Begin MATERIAL FOR THE TASK

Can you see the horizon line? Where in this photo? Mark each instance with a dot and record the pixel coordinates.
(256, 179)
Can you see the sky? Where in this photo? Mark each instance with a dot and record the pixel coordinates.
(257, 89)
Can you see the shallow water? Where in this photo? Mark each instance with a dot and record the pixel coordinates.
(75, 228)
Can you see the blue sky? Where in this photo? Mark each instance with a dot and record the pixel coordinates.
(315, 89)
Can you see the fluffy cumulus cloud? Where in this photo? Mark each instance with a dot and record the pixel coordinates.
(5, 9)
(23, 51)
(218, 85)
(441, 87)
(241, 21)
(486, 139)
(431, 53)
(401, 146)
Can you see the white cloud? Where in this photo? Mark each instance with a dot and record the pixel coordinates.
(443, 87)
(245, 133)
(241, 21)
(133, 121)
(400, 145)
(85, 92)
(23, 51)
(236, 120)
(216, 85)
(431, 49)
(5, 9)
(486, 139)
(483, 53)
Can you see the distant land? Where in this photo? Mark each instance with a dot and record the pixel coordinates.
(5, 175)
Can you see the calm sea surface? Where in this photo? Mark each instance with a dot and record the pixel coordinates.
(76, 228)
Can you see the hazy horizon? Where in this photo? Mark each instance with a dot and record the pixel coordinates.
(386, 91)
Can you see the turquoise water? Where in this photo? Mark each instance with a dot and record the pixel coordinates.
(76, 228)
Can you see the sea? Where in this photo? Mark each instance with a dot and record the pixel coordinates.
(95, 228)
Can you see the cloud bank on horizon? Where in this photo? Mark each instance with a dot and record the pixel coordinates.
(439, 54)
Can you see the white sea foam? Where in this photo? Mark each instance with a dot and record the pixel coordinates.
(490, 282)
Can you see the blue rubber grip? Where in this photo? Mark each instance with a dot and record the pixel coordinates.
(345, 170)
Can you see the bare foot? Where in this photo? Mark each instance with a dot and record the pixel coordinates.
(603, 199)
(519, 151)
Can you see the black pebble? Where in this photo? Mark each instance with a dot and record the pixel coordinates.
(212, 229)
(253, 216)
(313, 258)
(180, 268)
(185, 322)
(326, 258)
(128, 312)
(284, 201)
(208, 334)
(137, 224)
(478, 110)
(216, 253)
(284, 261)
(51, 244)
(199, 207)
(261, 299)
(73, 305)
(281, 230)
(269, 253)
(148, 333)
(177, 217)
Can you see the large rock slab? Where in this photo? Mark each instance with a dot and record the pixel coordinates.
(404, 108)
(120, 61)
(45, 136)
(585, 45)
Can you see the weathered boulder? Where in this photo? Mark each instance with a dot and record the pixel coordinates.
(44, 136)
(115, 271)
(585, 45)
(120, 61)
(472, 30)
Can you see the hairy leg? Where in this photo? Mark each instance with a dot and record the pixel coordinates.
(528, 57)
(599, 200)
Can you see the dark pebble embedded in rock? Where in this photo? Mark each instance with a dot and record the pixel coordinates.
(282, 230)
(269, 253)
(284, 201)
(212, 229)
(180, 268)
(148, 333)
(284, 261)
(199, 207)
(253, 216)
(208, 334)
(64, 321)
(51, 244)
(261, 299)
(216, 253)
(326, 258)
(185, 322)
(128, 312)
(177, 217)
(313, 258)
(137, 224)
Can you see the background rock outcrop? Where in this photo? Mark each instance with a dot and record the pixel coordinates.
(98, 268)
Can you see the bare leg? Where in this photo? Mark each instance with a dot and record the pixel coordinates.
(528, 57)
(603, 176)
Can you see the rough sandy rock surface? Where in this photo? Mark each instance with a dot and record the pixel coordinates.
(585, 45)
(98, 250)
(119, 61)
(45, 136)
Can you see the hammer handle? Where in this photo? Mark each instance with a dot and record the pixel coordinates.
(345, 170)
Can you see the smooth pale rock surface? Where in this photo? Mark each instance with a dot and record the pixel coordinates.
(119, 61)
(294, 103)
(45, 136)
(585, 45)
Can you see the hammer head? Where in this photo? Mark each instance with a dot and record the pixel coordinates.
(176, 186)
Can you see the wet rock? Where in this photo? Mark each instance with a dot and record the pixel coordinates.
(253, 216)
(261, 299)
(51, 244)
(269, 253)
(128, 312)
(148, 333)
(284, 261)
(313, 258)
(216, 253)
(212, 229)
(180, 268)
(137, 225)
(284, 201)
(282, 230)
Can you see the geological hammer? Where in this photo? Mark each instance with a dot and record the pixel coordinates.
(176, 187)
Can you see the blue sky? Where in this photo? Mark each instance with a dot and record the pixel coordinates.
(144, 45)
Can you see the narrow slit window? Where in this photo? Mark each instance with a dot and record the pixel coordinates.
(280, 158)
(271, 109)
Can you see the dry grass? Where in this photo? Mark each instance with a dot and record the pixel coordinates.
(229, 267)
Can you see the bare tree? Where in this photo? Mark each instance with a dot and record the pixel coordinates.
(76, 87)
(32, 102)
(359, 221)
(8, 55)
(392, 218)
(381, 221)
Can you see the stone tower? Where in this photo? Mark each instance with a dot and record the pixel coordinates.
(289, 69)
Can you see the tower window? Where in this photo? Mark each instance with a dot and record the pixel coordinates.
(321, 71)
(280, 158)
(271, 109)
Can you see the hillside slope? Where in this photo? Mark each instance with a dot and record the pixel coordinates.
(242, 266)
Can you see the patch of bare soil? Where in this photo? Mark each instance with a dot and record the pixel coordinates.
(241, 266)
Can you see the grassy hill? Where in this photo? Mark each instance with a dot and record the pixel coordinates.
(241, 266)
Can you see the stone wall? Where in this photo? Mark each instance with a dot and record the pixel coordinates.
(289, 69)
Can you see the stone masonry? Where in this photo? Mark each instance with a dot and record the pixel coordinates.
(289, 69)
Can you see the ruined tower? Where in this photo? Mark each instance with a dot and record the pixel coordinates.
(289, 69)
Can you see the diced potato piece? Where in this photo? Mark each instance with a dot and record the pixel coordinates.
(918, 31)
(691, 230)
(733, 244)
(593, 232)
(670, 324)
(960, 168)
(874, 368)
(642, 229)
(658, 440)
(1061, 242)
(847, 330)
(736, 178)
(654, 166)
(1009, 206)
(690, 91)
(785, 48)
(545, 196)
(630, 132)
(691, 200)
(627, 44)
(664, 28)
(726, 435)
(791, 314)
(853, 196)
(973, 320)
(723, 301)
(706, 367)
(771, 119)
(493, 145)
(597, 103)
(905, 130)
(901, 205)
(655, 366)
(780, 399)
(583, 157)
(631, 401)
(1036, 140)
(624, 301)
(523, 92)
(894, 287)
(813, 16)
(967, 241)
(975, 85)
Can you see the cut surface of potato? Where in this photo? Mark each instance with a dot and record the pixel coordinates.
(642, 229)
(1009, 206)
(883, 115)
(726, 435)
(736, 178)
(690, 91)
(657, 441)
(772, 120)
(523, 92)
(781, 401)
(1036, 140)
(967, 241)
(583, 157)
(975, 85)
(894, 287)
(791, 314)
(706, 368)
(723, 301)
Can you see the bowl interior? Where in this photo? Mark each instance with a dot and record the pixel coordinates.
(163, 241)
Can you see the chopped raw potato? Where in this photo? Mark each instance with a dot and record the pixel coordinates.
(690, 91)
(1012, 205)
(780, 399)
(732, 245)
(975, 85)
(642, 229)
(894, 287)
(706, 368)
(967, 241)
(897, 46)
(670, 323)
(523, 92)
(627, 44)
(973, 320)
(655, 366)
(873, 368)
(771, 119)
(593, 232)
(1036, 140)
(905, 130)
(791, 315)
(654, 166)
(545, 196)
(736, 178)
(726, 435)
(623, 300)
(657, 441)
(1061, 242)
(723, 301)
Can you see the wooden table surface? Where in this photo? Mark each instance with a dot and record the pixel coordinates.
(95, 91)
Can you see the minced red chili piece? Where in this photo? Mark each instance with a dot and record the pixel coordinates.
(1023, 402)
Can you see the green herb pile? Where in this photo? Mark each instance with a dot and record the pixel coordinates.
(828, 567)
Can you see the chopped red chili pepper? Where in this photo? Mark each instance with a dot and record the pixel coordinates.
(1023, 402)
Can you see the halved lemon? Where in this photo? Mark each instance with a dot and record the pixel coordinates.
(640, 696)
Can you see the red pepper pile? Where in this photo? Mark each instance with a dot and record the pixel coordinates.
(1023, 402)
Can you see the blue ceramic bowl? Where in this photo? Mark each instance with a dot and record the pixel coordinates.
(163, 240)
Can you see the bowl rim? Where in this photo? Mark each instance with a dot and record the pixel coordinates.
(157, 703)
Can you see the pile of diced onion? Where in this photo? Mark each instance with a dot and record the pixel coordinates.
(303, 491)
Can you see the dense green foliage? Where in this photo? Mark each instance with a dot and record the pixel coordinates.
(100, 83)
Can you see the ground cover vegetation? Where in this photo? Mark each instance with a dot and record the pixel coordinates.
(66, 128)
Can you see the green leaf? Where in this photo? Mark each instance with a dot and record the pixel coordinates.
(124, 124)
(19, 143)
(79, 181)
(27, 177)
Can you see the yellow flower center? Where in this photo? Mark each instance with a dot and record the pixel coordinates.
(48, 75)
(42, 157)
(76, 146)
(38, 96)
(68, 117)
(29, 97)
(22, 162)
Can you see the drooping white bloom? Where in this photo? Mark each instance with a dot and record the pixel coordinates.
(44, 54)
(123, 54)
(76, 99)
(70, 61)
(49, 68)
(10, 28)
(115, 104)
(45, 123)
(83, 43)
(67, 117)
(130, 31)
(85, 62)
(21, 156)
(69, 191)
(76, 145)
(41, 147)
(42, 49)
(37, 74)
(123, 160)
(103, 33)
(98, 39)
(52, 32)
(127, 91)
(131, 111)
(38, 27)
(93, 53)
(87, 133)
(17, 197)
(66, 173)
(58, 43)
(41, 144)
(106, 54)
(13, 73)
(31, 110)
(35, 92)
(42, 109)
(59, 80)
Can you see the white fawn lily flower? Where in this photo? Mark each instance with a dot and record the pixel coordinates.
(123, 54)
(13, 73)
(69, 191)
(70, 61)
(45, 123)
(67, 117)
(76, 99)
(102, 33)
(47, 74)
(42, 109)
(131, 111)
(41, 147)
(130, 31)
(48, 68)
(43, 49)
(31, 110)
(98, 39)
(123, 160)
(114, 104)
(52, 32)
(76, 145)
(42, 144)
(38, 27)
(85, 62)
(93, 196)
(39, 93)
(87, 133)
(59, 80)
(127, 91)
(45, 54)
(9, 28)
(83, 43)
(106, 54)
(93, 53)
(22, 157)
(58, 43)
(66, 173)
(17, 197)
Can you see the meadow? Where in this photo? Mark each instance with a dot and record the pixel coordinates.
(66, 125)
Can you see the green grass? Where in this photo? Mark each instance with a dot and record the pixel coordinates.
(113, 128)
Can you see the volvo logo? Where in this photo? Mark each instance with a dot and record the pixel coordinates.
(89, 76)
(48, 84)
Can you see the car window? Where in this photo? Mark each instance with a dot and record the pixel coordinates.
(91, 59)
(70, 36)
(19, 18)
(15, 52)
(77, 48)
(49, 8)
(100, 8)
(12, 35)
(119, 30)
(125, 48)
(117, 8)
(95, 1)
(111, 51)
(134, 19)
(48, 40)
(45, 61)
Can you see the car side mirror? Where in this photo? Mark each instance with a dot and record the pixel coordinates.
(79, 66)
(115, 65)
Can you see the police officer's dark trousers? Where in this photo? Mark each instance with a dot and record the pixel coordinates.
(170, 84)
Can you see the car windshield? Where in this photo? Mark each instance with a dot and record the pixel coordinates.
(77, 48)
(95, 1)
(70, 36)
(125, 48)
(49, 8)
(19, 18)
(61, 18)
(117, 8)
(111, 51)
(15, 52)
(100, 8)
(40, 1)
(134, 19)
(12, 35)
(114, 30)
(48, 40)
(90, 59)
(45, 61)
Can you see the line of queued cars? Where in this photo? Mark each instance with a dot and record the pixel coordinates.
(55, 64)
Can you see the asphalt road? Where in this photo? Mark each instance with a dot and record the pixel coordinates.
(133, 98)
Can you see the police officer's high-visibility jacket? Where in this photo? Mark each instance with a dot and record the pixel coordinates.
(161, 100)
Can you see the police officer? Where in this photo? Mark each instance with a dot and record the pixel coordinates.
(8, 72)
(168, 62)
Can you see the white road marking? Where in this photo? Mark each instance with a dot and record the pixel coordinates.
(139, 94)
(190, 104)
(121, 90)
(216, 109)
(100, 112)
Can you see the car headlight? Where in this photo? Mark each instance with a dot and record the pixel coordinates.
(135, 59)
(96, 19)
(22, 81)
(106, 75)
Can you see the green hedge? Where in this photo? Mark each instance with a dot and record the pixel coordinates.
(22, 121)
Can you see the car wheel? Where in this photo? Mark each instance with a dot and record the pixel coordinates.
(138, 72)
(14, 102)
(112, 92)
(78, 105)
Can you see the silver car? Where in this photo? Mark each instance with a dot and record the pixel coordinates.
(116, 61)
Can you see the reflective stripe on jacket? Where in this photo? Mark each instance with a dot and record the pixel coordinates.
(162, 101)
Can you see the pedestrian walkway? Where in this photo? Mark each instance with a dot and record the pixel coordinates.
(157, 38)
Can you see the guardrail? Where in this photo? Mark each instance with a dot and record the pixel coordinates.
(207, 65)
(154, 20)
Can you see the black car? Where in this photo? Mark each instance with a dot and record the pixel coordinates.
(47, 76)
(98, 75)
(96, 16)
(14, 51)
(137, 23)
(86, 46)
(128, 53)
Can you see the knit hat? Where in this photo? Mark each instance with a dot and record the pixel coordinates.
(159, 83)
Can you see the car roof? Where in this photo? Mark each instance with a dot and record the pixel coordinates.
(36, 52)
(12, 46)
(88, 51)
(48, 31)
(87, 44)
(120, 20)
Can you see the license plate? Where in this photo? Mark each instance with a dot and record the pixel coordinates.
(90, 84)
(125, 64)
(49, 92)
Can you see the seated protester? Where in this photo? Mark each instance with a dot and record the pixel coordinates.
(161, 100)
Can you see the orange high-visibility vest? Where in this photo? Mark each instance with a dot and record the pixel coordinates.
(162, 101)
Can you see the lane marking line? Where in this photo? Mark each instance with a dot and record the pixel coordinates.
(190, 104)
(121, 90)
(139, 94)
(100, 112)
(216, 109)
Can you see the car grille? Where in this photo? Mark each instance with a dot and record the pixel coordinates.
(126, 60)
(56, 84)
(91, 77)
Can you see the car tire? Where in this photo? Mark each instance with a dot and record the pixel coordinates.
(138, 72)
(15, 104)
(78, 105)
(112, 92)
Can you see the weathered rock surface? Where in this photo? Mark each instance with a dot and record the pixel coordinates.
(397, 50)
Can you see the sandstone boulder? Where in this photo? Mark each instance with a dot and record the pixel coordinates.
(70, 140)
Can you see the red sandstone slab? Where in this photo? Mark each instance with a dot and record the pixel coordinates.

End MATERIAL FOR THE TASK

WHAT YOU WILL DO: Output, unchanged, the lines from the line with "Can you see the silver" through the final line of the material.

ANSWER FOR THE TASK:
Can you see the silver car? Where in this photo? Mark each instance with a dot and record the pixel coordinates.
(116, 61)
Can you see the reflective stripe on jacket? Where in this photo? Mark each instance with a dot and record the pixel coordinates.
(162, 101)
Can you see the pedestrian walkway? Where in this photo? Mark each instance with a dot and record the pixel coordinates.
(157, 38)
Can you see the guardrail? Where in this photo? Mark each instance with a dot and record the pixel coordinates.
(207, 65)
(154, 20)
Can you see the black car? Where in this photo? Mark each instance with a dot and record the pixel coordinates.
(47, 76)
(98, 75)
(96, 16)
(14, 51)
(137, 23)
(86, 46)
(128, 53)
Can you see the knit hat? Where in this photo? Mark each instance with a dot and record the pixel coordinates.
(159, 83)
Can you see the car roof? Where in this photo? Mark each instance with a dot and record the pixel coordinates.
(36, 52)
(12, 46)
(88, 51)
(48, 31)
(87, 44)
(120, 20)
Can you see the license plate? Where in this photo? Mark each instance with a dot and record the pixel coordinates.
(90, 84)
(125, 64)
(49, 92)
Can you see the seated protester? Where in this photo? Mark each instance with a dot and record the pixel coordinates.
(161, 100)
Can you see the orange high-visibility vest? Where in this photo? Mark each instance with a dot and record the pixel coordinates.
(162, 101)
Can you see the lane marking line? Where in this photo? Mark each instance with a dot and record the pixel coordinates.
(190, 104)
(121, 90)
(139, 94)
(100, 112)
(216, 109)
Can you see the car grille? Where in this photo? Mark each instance with a dot and record the pixel coordinates.
(126, 60)
(56, 84)
(91, 77)
Can you see the car tire? Where in this photo? Mark each instance with a dot and record the pixel coordinates.
(138, 72)
(15, 104)
(78, 105)
(112, 92)
Can you see the weathered rock surface? Where in this photo? Mark each instance with a dot and record the pixel coordinates.
(397, 50)
Can you see the sandstone boulder? Where in this photo? Mark each instance with a dot and record the pixel coordinates.
(70, 140)
Can you see the red sandstone slab? Where in this photo? Mark each instance with a dot and record the pixel coordinates.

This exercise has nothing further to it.